• What you should do: In the copy, include every record below exactly as it appears, but no pictures.

(Recorded data)
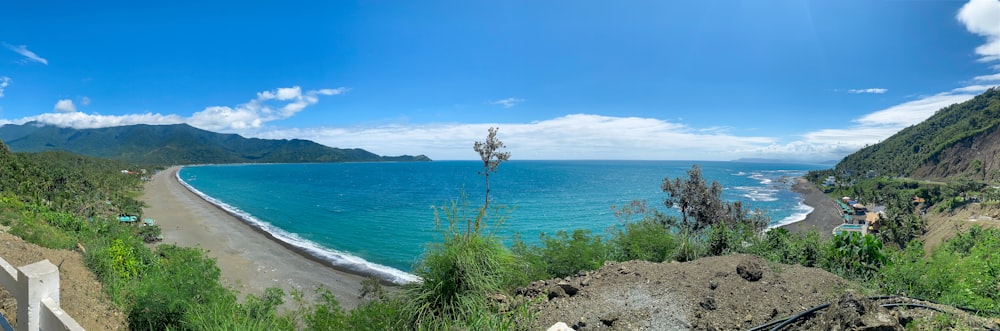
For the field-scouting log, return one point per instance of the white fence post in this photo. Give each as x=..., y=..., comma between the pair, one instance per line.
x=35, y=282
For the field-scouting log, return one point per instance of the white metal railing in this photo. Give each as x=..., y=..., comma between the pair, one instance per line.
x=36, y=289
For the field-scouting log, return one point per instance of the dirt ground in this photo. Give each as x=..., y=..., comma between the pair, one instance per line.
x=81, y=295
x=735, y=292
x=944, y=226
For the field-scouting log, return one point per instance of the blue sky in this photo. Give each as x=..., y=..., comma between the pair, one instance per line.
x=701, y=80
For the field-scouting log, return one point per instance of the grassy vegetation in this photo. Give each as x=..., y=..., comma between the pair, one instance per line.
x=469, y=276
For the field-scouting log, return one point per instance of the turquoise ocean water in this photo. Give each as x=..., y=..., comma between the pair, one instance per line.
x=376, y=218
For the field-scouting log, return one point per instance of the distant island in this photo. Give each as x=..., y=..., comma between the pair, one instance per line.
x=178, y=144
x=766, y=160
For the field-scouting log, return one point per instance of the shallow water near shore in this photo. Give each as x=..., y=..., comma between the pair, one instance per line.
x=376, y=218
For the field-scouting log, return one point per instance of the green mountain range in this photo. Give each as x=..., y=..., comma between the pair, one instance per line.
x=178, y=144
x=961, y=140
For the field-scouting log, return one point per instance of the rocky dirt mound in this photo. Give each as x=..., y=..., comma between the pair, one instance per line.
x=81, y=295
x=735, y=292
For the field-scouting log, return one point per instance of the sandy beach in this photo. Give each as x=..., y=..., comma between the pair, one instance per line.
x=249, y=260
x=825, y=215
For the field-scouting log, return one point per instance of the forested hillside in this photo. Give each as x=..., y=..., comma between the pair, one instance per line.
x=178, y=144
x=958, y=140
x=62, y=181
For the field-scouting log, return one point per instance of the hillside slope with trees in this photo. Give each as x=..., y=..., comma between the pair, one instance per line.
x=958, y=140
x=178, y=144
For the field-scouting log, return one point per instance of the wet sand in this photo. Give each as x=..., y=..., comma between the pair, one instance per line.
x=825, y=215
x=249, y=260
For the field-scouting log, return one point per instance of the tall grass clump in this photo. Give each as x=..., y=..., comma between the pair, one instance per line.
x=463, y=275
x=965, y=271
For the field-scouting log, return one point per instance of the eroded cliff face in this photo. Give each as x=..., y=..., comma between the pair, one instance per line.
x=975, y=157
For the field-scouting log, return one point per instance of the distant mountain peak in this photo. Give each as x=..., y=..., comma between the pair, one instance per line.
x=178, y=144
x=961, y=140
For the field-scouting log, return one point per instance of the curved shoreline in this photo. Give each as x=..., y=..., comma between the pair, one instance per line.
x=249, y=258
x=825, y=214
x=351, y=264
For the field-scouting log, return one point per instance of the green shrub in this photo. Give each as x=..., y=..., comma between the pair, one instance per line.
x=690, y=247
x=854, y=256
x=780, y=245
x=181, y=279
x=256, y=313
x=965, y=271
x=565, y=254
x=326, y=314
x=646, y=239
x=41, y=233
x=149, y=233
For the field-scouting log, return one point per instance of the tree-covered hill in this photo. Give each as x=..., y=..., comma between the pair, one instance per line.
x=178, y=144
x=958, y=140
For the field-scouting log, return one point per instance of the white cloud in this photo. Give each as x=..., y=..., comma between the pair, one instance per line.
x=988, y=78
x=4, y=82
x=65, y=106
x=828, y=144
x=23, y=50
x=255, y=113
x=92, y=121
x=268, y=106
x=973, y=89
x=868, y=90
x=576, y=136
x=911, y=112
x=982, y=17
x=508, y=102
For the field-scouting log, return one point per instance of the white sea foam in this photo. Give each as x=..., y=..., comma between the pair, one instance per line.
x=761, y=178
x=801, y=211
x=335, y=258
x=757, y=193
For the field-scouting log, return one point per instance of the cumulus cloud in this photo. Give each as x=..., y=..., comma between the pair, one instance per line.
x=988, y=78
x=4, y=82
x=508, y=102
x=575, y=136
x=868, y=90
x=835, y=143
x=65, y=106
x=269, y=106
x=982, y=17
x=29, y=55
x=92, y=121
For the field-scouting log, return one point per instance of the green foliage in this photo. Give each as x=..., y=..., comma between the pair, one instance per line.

• Written answer:
For the field-scouting log, return one point per instance of the white fence post in this photo. Give each as x=..., y=..., comma between the pair, one instance per line.
x=35, y=282
For the field-scouting log, return one point per instance of the white metal railing in this photo. Give each as x=..., y=..., comma between the pair, one instance per line.
x=36, y=289
For the field-scouting log, return one point per instance of the dirt ground in this photo. Give each as x=..., y=..., comma between the pair, one instance per line.
x=81, y=295
x=735, y=292
x=944, y=226
For the field-scouting log, return one point per instance of the blue sky in this photo. Give each as x=..., y=..., comma between the pair, one instance per line.
x=701, y=80
For the field-scouting log, return one point per instance of the grassy vegetation in this photo. Give each as x=..., y=..., comma between the pair, one instance per line.
x=469, y=276
For the field-scouting log, return one point per instance of the turquoise ocean water in this photo. Give each as x=..., y=..., comma between the pair, one instance per line.
x=376, y=218
For the field-scouting log, return one point per instance of the distant island in this photo. Give each as x=..., y=..., comma between the pair, one instance per line.
x=178, y=144
x=766, y=160
For the field-scouting log, return one point per instance of the shallow water near shore in this photo. Give each as x=..., y=..., comma between the pair, one instance per line.
x=376, y=218
For the field-scouting log, return one point per instance of the green mountain range in this photo. Give each as x=..., y=..., comma between the pair, one instance per line.
x=178, y=144
x=961, y=140
For the field-scouting log, return one point per instance of the rocky dirt mound in this photo. Give each as x=..., y=..., comma between the pair, one instance per line.
x=81, y=295
x=735, y=292
For the field-scouting log, return one point per instance of the sandy beach in this photo. Give each as x=..., y=..., comma between the pair, one instance per line.
x=249, y=260
x=825, y=215
For the field-scouting log, return one point per instance of the forested hillside in this photo. Give each as x=..., y=..., comma between the pair, one instance per line.
x=178, y=144
x=958, y=140
x=62, y=181
For the field-scouting log, return one point per instance of the hillside slope with trees in this photo. Give each as x=..., y=..., comma between the pair, one instance per line.
x=958, y=140
x=178, y=144
For the field-scouting log, return one point per instance of the wet sand in this photo. Give each as x=..., y=..., comma between the pair, one instance per line.
x=825, y=215
x=249, y=260
For the field-scouting log, return one point per instance of the tall grass clump in this photo. Give each as x=..., y=..., comma between the pair, one instance per line.
x=463, y=275
x=965, y=271
For the field-scouting log, return one point per instance of the eroded cliff face in this photo. Give each as x=..., y=..., comma between the pair, one instance per line.
x=975, y=157
For the field-scouting log, return one point per instance of the distant mountain peak in this photo. Give each as x=..., y=..., comma between the pair, one instance per line.
x=178, y=144
x=961, y=140
For the field-scouting log, return one point per instance of the curved shoreline in this photo. Give each as x=..., y=..., comma between the pair, one instance per line.
x=249, y=258
x=825, y=214
x=351, y=264
For the field-scouting log, return one point per instance of the green shrub in this photo. Give each as x=..., y=..., comma between the pair, one instance per line.
x=690, y=247
x=854, y=256
x=780, y=245
x=181, y=279
x=256, y=313
x=965, y=271
x=565, y=254
x=326, y=314
x=646, y=239
x=41, y=233
x=149, y=233
For the field-scouting log, return one point per instance of the tree-covered hill in this photo. Give each as x=..., y=..., comma between the pair, one instance per line.
x=178, y=144
x=958, y=140
For the field-scouting log, return one point per instance of the white cloud in this photo. Give each as x=..., y=..., comma between the pair, one instance per line.
x=988, y=78
x=4, y=82
x=65, y=106
x=828, y=144
x=23, y=50
x=255, y=113
x=92, y=121
x=268, y=106
x=973, y=89
x=868, y=90
x=576, y=136
x=911, y=112
x=982, y=17
x=508, y=102
For the field-scouting log, return one point per instance of the white sea foam in this photo. Give each as x=..., y=..., comma between the pair, one instance per line.
x=761, y=178
x=801, y=211
x=335, y=258
x=757, y=193
For the field-scouting log, return one point per instance of the cumulus cloud in this photo. Give each as x=..., y=..., comma between the pair, one instance per line.
x=988, y=78
x=4, y=82
x=508, y=102
x=575, y=136
x=868, y=90
x=835, y=143
x=65, y=106
x=269, y=106
x=982, y=17
x=29, y=55
x=92, y=121
For the field-scouting log, return one point per instance of the green foliage in this photo. Give each as x=..., y=..., comma between the pair, one instance per line.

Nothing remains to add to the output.